# [TASK STATEMENT]
Return the full material exactly.

# [INPUT MATERIAL]
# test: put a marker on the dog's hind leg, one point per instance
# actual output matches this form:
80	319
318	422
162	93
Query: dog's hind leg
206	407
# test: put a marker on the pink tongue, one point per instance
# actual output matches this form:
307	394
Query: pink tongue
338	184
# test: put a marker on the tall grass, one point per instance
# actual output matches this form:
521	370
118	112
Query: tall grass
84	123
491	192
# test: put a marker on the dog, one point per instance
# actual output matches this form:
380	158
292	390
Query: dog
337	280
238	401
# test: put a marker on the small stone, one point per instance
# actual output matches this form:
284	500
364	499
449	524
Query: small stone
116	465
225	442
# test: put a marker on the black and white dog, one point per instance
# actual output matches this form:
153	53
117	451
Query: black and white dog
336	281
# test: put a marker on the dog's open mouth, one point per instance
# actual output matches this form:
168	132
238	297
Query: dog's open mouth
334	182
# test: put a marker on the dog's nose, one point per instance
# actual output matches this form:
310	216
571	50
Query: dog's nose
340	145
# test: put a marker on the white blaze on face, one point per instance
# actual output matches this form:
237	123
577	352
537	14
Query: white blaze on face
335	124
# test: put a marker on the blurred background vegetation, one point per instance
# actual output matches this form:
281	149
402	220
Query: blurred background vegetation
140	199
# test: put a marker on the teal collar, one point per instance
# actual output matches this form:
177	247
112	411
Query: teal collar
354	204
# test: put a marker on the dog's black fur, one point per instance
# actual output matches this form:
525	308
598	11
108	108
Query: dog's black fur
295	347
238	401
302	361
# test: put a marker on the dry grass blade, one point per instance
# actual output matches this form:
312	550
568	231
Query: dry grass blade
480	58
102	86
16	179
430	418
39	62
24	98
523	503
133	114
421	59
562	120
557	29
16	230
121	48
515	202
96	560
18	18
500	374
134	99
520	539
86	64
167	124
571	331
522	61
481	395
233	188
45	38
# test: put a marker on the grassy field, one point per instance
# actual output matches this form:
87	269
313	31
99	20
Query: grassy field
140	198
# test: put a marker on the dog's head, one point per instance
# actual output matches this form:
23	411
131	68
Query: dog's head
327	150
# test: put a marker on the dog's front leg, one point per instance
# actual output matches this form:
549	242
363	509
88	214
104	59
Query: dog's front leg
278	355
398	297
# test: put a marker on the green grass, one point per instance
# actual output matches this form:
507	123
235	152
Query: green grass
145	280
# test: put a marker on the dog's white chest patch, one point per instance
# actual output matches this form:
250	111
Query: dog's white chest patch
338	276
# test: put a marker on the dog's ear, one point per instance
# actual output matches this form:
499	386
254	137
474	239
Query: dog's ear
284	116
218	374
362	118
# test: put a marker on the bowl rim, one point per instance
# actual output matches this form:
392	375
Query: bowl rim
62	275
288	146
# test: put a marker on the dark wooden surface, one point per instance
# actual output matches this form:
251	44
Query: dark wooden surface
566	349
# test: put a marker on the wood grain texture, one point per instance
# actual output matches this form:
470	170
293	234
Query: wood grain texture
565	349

# [TASK ANSWER]
# test: put a marker on the dog's hind leg, one point per instance
# actual output matches this form:
80	319
318	422
162	93
Query: dog's hind leg
206	407
# test: put a marker on the pink tongue, one point per instance
# actual output matches this form:
307	394
Query: pink tongue
338	184
# test: put a marker on the tall grass, one point per instance
# actual output matches this form:
521	370
118	112
Query: tall grass
84	123
491	192
# test: put a marker on the dog, one point per instance
# actual output matches this form:
380	158
292	390
Query: dog
337	280
238	401
# test: put a marker on the small stone, one point per instance
# actual output matches this form:
284	500
364	499
449	524
Query: small stone
116	465
225	442
# test: put a marker on the black and white dog, one point per instance
# actual output matches this form:
153	53
117	451
Query: black and white dog
336	281
# test: put a marker on the dog's open mouth, one point per instance
# actual output matches this form:
168	132
238	297
Query: dog's open mouth
334	182
# test: put a marker on the dog's nose, one point per instance
# actual output matches this form:
310	216
571	50
Query: dog's nose
340	145
# test: put a marker on the white blaze on face, one point per instance
# actual output matches this form:
237	123
577	352
537	14
Query: white blaze on face
335	124
# test: put a marker on the blurred background vegetation, one point per instance
# actual output matches this form:
281	149
402	220
Query: blurred background vegetation
140	199
# test: put a marker on the teal collar, one point per instance
# actual output matches this form:
177	247
112	411
Query: teal collar
354	204
# test: put a marker on the dog's black fur, one point per instance
# actual output matches this form:
525	308
598	11
108	108
Query: dog's black fur
295	347
238	401
302	361
# test: put a marker on the dry grass blade, one point per instance
# actual output matches this form:
312	550
568	231
Query: dry grass blade
480	58
102	86
16	179
430	418
39	62
24	98
523	503
133	114
421	59
562	120
557	29
16	230
121	48
515	202
96	560
18	18
500	374
134	99
520	539
86	64
167	124
571	331
522	61
481	395
233	188
45	38
# test: put a marker on the grassy field, one point per instance
# actual output matches this form:
87	269
313	31
99	20
Query: grassy field
140	198
# test: put a marker on the dog's head, one point per instance
# actual output matches this form:
23	411
131	68
Query: dog's head
327	150
# test: put a marker on the dog's front leg, one point per instance
# actual output matches this form:
549	242
363	509
88	214
104	59
Query: dog's front leg
278	355
398	297
# test: put a marker on the green grass, one point per instance
# actual output matches this form:
507	123
235	152
Query: green grass
145	280
# test: put a marker on the dog's white chest patch, one point per instance
# actual output matches this form:
250	111
Query: dog's white chest patch
338	276
# test: put a marker on the dog's ear, one point per instance
# actual output matches this form:
499	386
254	137
474	239
Query: dog's ear
284	116
218	374
362	118
# test: put a marker on the bowl rim, one point per instance
# actual output matches this form:
392	375
Query: bowl rim
62	275
288	146
# test: put a marker on the dark wooden surface, one point per instance
# actual output matches this form:
251	44
Query: dark wooden surface
566	349
# test: put a marker on the wood grain texture, one point per instance
# actual output matches this form:
470	170
293	234
Query: wood grain texture
565	349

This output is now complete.